Find the line containing "Labeling rule: each instance of the building", then output it and every line after it through the end of the listing below, exactly as written.
MATERIAL SUPPLIED Block Start
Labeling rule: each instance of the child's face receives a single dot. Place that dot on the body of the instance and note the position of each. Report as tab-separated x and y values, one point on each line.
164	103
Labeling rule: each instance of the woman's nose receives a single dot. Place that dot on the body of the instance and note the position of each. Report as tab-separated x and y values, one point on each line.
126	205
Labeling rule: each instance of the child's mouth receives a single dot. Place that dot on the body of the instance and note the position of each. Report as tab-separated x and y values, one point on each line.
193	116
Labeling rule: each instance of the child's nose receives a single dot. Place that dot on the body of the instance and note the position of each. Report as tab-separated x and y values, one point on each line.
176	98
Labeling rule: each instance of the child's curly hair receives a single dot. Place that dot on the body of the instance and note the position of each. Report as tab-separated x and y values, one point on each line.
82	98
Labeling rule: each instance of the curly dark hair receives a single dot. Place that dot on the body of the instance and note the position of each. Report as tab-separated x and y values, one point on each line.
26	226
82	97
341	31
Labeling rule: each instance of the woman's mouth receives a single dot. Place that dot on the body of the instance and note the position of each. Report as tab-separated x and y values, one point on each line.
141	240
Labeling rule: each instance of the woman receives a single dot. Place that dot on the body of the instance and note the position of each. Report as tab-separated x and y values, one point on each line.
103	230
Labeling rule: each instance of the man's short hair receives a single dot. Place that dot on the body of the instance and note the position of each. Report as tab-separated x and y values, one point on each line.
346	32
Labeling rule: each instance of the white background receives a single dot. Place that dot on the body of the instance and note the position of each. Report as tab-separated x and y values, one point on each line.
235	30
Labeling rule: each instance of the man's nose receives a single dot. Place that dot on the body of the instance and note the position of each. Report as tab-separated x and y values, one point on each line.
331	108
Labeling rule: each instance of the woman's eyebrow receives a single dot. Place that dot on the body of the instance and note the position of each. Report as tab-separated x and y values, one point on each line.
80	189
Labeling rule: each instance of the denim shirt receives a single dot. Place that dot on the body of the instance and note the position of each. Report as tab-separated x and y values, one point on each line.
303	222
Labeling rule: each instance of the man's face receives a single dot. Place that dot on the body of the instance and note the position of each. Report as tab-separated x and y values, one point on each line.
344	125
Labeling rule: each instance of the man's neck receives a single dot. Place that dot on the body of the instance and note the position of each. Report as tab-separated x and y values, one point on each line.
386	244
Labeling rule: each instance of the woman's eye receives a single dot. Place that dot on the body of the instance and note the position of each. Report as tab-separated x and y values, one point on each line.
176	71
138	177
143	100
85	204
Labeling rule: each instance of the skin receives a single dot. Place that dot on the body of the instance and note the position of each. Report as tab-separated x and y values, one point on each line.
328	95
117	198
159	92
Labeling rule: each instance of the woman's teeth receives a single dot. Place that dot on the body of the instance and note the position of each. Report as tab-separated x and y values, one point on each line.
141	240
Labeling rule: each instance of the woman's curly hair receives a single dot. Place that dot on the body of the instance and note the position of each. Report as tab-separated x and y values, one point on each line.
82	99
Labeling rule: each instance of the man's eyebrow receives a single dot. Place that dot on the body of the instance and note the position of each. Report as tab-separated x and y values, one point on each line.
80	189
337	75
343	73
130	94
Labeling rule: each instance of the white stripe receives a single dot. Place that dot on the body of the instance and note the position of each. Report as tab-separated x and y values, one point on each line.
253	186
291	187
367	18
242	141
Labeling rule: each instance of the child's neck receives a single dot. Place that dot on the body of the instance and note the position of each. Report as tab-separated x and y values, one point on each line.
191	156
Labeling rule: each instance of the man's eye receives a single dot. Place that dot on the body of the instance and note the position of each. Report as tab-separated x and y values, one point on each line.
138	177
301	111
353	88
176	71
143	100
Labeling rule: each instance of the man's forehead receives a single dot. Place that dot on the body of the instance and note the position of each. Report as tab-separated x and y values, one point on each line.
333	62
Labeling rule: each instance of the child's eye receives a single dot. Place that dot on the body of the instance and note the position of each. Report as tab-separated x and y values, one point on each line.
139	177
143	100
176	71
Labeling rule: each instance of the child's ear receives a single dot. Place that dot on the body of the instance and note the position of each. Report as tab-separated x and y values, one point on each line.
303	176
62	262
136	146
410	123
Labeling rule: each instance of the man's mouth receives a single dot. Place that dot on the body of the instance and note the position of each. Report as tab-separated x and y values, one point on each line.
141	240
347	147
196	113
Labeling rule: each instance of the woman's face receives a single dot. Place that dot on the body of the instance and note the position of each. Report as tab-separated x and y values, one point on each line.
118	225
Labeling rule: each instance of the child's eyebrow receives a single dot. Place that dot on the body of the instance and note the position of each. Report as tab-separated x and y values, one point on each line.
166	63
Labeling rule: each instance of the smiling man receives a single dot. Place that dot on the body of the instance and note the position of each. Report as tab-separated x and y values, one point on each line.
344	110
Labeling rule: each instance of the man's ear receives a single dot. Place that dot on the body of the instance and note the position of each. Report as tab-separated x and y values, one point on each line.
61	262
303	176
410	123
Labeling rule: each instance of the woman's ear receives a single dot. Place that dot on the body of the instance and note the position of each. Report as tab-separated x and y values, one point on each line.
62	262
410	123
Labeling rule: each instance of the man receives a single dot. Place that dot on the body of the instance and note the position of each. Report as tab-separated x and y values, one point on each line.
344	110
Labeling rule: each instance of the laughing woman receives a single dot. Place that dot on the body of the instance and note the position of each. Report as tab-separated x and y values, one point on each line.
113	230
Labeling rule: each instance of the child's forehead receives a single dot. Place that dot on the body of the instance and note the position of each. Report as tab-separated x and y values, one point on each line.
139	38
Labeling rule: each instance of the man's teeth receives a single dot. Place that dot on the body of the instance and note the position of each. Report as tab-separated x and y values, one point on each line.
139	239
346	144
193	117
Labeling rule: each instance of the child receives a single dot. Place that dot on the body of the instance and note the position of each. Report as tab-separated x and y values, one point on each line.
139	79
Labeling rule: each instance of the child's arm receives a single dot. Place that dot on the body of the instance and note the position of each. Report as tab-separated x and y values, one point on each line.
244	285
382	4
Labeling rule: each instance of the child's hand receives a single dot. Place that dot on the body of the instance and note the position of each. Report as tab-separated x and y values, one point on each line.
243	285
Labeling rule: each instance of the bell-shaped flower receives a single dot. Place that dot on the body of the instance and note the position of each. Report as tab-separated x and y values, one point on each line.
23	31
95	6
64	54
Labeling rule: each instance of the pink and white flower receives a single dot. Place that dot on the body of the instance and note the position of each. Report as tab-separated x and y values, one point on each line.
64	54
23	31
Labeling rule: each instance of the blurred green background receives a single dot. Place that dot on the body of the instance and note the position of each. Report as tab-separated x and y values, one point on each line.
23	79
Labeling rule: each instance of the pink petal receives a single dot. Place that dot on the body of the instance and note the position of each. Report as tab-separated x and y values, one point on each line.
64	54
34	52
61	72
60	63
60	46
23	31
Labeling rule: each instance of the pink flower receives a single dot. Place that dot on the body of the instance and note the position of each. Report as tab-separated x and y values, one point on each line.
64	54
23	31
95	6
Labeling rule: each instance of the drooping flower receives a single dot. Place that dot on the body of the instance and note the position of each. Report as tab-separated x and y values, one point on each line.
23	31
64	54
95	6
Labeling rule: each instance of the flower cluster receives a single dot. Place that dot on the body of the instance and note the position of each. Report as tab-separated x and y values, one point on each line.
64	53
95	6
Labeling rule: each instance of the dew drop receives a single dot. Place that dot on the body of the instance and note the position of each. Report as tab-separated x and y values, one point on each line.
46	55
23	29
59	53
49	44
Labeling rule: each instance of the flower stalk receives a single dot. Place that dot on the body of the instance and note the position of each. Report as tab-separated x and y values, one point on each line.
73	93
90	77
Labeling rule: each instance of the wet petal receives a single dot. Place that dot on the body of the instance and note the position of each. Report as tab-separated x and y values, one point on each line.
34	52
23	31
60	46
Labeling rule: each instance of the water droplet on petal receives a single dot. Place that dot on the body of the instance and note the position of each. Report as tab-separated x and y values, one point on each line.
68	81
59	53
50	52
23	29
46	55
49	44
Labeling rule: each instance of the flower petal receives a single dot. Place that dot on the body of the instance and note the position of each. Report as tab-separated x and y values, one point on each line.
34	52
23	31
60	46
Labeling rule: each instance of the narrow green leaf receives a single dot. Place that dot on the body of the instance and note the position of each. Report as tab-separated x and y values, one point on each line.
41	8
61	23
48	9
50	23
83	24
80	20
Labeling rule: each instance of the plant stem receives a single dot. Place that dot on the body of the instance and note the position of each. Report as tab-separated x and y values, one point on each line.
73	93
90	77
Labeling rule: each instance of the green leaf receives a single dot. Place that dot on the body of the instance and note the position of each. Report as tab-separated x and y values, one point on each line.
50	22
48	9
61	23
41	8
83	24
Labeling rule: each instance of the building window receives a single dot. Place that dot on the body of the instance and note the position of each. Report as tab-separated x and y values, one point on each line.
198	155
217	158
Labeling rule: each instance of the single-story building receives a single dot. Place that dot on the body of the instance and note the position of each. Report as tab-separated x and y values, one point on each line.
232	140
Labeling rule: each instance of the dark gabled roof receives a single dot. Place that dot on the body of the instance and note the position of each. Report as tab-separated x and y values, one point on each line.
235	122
MATERIAL SUPPLIED Block End
* **SOLVED PROBLEM**:
Labeling rule: each instance of the building window receives a single dot. Place that dot on the body of the instance and note the position of each. Report as tab-separated x and y values, one point on each line.
198	155
217	158
Labeling rule: each instance of the single-story building receives a single dot. Place that dot on the body of the instance and note the position of each. Report as tab-separated x and y values, one point on each line.
232	140
Labeling rule: each instance of the dark gabled roof receives a single dot. Place that dot on the body of the instance and note the position of each. Report as tab-separated x and y values, one point on each line.
235	122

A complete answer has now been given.